**YOUR TASK:**
Rewrite the rows below with "streetlight" in place of every "street lamp", leaving all else unchanged and the pictures out.

**RECORDS FOR THIS TASK:**
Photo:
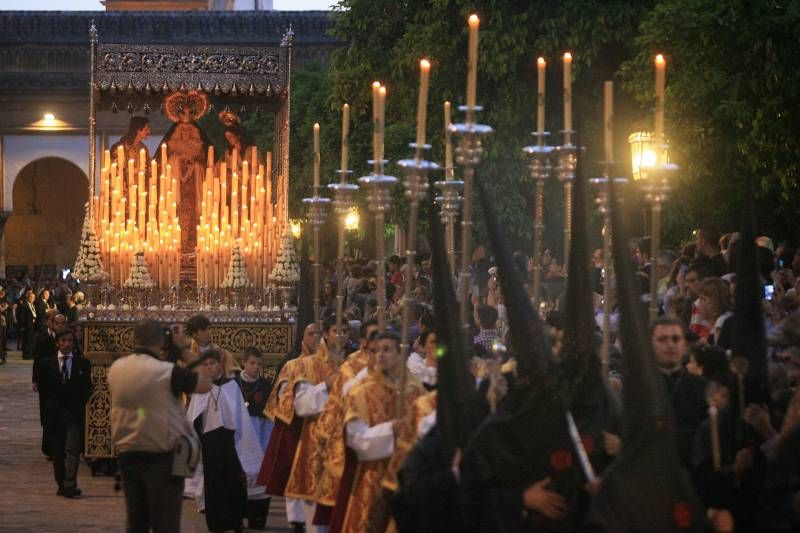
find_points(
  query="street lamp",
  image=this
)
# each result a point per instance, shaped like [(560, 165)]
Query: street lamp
[(643, 153), (653, 177)]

**REPLY:**
Photo:
find_points(
  query="streetlight",
  image=this
)
# each result a point per instance, shaped like [(560, 165)]
Query: streetlight
[(643, 153), (653, 177)]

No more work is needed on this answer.